Scan the records that follow, and whenever a line has the word "flower", copy it.

Records for this exercise section start

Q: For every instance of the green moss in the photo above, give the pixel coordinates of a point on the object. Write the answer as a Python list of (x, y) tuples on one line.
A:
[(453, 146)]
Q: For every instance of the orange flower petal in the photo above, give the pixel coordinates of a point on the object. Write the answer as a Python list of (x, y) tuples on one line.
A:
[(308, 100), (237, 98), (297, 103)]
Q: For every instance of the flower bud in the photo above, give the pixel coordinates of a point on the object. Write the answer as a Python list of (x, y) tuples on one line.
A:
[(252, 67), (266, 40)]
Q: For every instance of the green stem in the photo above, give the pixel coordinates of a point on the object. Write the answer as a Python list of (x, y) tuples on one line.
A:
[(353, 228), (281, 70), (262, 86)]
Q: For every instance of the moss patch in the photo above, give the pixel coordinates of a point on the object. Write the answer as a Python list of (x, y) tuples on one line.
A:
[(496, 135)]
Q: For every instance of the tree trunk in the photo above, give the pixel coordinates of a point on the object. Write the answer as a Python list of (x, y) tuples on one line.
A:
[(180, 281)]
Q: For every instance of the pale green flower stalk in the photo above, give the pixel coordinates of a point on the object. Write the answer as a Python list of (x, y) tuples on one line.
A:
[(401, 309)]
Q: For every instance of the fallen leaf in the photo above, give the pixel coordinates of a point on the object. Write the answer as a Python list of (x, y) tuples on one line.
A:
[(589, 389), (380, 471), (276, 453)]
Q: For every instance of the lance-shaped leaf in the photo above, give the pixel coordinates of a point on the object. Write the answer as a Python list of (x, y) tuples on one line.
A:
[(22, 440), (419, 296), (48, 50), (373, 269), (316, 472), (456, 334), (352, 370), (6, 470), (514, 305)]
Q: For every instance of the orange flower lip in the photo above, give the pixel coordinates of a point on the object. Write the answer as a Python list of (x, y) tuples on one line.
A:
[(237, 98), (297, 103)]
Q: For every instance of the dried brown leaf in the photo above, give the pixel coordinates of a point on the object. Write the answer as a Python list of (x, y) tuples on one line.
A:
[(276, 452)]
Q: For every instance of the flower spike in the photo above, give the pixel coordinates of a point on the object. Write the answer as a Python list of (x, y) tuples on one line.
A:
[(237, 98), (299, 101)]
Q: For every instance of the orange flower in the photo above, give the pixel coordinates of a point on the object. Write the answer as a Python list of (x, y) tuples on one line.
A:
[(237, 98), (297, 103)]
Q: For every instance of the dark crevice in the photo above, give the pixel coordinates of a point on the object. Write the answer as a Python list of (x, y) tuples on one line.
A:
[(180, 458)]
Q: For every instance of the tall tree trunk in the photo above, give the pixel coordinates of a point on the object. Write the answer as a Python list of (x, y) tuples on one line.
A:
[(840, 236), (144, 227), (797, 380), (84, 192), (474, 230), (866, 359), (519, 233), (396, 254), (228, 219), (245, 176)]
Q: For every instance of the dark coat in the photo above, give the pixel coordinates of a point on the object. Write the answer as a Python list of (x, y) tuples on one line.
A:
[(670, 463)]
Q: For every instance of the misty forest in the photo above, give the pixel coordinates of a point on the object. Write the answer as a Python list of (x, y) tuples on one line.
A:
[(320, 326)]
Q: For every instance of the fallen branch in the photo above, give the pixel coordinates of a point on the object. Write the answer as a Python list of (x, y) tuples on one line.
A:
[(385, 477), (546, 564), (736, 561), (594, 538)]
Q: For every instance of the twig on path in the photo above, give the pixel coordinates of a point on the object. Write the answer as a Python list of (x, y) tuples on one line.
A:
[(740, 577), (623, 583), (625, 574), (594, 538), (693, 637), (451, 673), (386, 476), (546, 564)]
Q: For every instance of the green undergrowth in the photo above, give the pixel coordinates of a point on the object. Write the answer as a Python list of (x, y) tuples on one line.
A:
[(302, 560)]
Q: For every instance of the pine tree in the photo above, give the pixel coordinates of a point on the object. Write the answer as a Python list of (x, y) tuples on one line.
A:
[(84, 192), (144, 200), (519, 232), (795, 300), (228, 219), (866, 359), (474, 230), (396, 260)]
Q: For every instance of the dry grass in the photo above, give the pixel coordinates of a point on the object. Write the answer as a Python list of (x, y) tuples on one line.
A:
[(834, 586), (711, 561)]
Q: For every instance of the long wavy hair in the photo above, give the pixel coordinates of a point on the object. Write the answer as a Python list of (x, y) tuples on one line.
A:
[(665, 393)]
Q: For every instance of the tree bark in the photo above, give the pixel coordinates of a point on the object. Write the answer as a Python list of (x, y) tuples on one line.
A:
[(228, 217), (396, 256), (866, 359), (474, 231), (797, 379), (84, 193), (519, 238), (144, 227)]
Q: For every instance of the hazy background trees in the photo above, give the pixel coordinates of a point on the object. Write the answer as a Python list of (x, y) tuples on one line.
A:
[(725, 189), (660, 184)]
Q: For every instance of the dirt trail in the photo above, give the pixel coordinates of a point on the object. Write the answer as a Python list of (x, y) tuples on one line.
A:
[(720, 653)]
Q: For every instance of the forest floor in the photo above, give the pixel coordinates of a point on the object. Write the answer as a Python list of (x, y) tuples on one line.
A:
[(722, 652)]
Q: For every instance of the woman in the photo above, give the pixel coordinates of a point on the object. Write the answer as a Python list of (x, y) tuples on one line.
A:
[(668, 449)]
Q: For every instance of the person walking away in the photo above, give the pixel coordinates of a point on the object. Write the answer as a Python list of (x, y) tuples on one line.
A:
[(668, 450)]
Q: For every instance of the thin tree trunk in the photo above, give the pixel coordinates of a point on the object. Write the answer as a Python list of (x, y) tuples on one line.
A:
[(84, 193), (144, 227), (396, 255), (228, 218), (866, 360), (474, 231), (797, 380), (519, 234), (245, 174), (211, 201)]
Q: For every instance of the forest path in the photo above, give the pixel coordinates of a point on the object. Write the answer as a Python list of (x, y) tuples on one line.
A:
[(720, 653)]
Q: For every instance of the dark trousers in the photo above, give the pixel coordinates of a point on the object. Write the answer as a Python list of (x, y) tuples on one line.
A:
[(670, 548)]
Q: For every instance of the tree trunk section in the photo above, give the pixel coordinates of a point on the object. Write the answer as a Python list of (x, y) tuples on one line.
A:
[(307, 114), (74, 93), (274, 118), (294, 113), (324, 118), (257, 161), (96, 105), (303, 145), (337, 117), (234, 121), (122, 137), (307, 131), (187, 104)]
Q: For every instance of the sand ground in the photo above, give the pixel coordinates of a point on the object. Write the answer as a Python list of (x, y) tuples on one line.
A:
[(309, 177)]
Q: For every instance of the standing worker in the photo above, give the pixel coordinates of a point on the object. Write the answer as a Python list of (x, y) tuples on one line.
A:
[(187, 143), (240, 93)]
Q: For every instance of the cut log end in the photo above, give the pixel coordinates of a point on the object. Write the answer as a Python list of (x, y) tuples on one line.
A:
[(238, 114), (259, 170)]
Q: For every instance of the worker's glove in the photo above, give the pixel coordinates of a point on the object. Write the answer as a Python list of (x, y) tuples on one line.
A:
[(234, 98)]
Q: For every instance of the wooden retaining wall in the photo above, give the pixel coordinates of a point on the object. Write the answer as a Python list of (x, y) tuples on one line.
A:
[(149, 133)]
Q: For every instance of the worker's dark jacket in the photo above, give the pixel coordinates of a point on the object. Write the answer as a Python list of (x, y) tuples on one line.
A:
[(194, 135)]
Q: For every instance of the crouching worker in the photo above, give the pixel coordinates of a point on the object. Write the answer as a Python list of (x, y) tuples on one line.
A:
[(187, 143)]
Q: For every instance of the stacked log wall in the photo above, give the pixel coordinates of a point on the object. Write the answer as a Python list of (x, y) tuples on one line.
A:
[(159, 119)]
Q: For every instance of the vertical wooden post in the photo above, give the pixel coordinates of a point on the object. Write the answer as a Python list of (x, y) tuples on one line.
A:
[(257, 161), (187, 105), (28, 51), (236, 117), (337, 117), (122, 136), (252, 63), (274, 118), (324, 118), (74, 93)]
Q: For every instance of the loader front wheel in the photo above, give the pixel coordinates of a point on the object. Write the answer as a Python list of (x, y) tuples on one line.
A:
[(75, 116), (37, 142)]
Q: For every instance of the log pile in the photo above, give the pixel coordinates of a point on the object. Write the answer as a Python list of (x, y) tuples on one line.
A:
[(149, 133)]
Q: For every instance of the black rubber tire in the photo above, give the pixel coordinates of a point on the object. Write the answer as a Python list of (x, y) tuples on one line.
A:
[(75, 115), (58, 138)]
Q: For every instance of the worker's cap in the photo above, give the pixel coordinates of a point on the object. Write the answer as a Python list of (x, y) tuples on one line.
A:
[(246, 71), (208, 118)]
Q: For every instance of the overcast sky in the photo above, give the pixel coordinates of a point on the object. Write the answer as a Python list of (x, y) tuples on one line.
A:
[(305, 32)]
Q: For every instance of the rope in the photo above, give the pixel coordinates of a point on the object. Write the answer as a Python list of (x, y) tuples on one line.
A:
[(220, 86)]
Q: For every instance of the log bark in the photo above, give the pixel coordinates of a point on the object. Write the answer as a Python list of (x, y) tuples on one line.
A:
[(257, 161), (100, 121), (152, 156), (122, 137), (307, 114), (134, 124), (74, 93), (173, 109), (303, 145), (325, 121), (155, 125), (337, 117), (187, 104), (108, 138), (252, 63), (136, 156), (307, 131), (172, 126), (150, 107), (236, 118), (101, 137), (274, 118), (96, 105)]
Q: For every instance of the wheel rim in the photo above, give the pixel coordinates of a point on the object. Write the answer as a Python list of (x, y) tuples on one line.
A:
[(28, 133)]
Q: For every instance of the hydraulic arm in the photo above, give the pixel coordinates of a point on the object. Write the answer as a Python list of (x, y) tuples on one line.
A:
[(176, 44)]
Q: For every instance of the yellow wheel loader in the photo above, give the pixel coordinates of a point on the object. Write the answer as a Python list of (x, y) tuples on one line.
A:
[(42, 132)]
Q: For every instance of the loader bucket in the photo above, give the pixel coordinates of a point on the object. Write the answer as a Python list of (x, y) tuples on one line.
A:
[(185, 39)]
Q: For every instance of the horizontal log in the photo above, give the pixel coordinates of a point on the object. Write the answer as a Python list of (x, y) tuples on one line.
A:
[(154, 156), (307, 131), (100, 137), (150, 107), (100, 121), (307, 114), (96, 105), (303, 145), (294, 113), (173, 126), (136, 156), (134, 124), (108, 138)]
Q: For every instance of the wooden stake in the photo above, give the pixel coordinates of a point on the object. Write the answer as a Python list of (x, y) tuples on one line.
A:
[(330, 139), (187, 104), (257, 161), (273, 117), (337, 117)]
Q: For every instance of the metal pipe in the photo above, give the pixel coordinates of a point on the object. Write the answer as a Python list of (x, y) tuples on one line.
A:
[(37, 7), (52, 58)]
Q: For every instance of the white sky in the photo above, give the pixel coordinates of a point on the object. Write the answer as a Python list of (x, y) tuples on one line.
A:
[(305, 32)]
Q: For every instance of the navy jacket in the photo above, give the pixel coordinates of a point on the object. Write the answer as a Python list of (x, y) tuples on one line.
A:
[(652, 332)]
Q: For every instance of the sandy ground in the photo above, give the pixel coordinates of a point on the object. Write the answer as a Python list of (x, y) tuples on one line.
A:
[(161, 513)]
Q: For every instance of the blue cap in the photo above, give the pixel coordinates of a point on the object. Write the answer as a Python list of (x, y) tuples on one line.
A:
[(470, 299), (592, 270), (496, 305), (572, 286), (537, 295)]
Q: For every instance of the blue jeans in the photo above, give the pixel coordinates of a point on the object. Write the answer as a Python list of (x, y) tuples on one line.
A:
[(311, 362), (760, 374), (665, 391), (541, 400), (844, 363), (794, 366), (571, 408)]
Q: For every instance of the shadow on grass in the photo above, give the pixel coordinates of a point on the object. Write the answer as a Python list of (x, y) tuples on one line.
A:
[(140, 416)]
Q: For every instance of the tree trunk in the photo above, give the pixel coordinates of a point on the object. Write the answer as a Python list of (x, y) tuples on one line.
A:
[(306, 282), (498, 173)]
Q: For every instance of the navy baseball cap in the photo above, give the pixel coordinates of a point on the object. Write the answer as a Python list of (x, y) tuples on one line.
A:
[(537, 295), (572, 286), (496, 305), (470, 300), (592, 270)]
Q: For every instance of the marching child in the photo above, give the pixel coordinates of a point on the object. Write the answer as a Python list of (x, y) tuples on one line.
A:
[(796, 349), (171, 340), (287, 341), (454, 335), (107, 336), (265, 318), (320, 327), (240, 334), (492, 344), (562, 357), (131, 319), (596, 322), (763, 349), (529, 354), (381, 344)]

Records for this exercise section end

**Reply to the task**
Q: For every instance of the orange flower petal in the photo above, give the pixel coordinates of a point on the object. Write the answer as a Python list of (x, y) tuples on one line.
Q: For every instance of the flower bud in the photo above, give the pixel coordinates of a point on the object. Write the answer as a Python list of (x, y) tuples on one line.
Q: For every instance of the pale green flower stalk in the photo above, give the pixel coordinates of a point on the object. Write the answer as a Python list of (x, y) tuples on one line.
Q: For every instance of the orange flower lip in the photo above, give the pixel coordinates of a point on the object. Write the answer as a Python list of (x, y) tuples on one line.
Q: For every instance of the flower spike in the photo above, give the pixel coordinates of a point on the object. Write the answer as a Python list of (x, y) tuples on one line.
Q: For every instance of the orange flower in the photo above, give the pixel coordinates of a point on the object. Write the answer as a Python list of (x, y) tuples on one line.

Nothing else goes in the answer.